— START PAGE EXTRACT —
# Boston Airport to Custom House



## stugy (Sep 11, 2011)

We will soon be going to the Custom House and flying in to the Boston airport.  I know there are many options for transportation to the resort from the airport.  My husband does not walk especially well, so I am looking for some imput as to what transportation to use that is also not so expensive. 
 We have already purchased some bus tours of the area, so perhaps there is bus transportation or is a cab a better idea, though I'm sure more expensive.  Thanks so much for any help on this
Pat


----------



## loafingcactus (Sep 11, 2011)

The taxi line at the airport can be truly painful- up to an hour standing in line.  It may be difficult for a person who is not well.  When I traveled on business I was allowed to get a car service there because the line was so aweful and the car service really doesn't cost that much more.  I don't recall which car service I used... I just googled and picked one.


----------



## falmouth3 (Sep 11, 2011)

There is are several options for water taxis from Logan to the Boston waterfront.  This one drops you off close to a Marriott hotel which has doormen.  I would think that they could get you a cab from there, because you'll still be several blocks from your destination.

*MBTA Harbor Express * This is a daily, year-round scheduled service between Quincy and Hull on the South Shore, Logan Airport, and Long Wharf in downtown Boston. The vessel service is part of the Massachusetts Bay Transit Authority (MBTA) system. The service offers the following features: 

State-of-the-art high-speed catamaran vessels providing a direct and comfortable ride in heated / air conditioned passenger cabins 
Bow-loading vessels that provide wheelchair accessibility 
Food and beverage service, and restrooms are available on- board 
Advance and bulk ticket purchase available 
Service To / From Long Wharf 
Seven minutes one way (approximately) 
Vessels depart Long Wharf from the dock (located to the north of the Marriott Long Wharf Hotel, and adjacent to Christopher Columbus Park)
— END PAGE EXTRACT —
§ WORK TO BE COMPLETED:
In the thread above about getting from the Boston airport to the Custom House, condense the paragraph beginning "The taxi line at the airport" into a short bulleted list that keeps its main facts.
— START SUPPLIED DATA —
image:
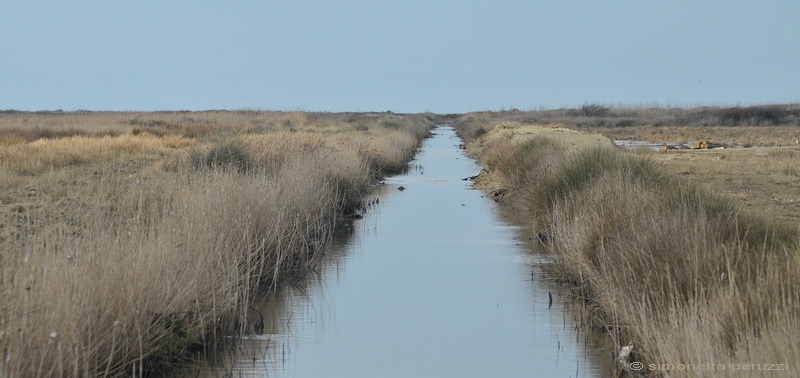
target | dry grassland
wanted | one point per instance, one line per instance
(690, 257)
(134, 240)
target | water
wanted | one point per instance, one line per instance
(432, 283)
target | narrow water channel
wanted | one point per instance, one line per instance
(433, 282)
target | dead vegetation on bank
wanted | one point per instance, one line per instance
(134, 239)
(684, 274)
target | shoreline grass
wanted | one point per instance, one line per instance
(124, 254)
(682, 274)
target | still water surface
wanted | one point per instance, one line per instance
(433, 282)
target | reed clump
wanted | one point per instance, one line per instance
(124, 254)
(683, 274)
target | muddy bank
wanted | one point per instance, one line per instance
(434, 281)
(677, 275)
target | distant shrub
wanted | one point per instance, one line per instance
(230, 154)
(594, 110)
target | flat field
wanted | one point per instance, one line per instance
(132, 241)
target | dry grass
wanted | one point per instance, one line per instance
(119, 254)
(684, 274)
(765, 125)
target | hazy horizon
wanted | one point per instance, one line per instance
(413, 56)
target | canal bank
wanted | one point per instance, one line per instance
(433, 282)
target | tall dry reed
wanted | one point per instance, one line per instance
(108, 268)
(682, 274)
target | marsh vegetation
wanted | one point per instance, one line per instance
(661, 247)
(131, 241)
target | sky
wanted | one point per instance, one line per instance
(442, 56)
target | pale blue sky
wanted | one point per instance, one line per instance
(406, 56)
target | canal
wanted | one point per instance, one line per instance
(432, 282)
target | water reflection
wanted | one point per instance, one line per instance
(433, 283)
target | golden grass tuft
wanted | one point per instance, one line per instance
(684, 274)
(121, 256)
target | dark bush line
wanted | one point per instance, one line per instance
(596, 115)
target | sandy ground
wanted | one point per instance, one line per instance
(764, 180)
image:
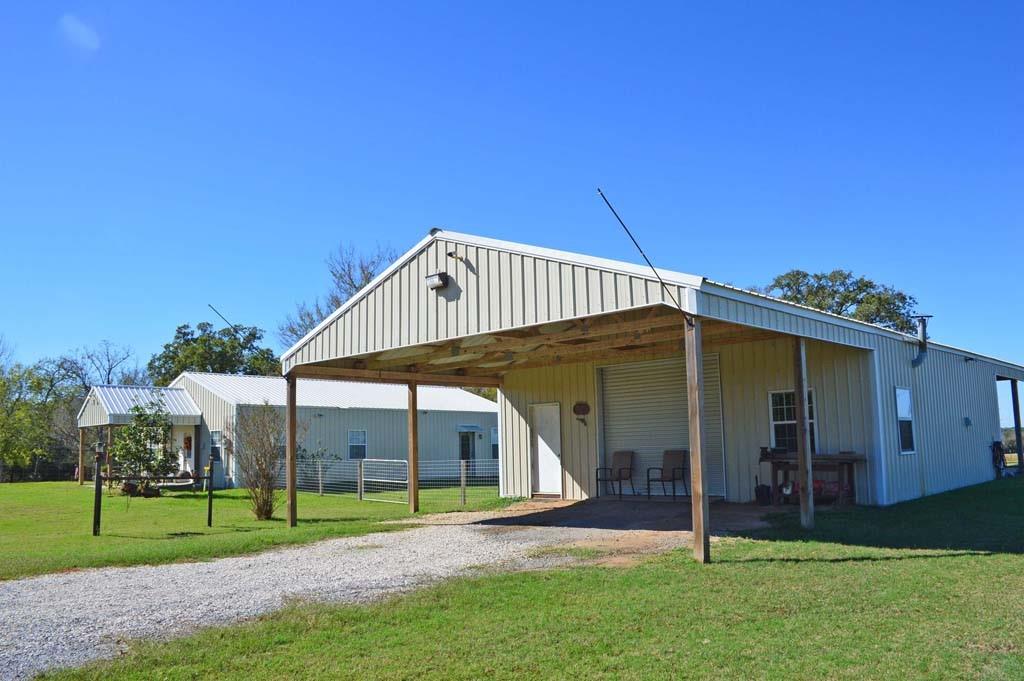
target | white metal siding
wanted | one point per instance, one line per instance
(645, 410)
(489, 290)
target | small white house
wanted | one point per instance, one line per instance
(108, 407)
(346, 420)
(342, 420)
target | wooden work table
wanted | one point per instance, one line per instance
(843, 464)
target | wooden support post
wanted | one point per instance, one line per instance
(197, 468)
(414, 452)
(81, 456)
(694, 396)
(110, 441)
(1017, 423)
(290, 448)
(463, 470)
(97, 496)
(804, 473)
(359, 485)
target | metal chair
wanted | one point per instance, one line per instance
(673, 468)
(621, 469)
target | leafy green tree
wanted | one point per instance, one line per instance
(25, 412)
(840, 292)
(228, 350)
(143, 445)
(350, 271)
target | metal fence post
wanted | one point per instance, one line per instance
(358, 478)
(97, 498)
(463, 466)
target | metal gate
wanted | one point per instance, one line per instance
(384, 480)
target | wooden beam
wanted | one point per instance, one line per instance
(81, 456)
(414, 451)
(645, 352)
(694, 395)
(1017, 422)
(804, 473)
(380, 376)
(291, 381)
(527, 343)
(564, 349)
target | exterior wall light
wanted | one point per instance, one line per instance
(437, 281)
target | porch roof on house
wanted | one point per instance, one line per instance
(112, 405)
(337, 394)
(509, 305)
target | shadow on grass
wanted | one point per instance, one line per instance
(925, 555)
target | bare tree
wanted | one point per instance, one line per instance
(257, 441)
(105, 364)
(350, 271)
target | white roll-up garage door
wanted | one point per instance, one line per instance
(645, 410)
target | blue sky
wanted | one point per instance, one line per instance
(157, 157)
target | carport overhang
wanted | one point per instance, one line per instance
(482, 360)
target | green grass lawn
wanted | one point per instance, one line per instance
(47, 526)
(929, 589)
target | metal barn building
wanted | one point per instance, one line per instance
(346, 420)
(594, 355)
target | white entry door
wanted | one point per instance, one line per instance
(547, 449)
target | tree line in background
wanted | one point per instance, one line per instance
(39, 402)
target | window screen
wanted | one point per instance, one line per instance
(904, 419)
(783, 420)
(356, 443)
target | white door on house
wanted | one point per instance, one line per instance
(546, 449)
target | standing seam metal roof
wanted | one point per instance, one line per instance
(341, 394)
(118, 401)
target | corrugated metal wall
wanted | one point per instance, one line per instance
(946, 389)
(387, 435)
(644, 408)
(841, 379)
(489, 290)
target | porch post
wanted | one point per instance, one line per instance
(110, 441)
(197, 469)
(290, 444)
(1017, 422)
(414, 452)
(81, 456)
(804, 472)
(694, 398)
— END SUPPLIED DATA —
§ THE SOLUTION:
- The airport taxi line can mean standing for up to an hour, which may be hard for someone who is not well.
- On business trips, the poster used a car service to avoid the line.
- The car service did not cost much more than a taxi.
- The poster found it through a Google search and no longer recalls which company it was.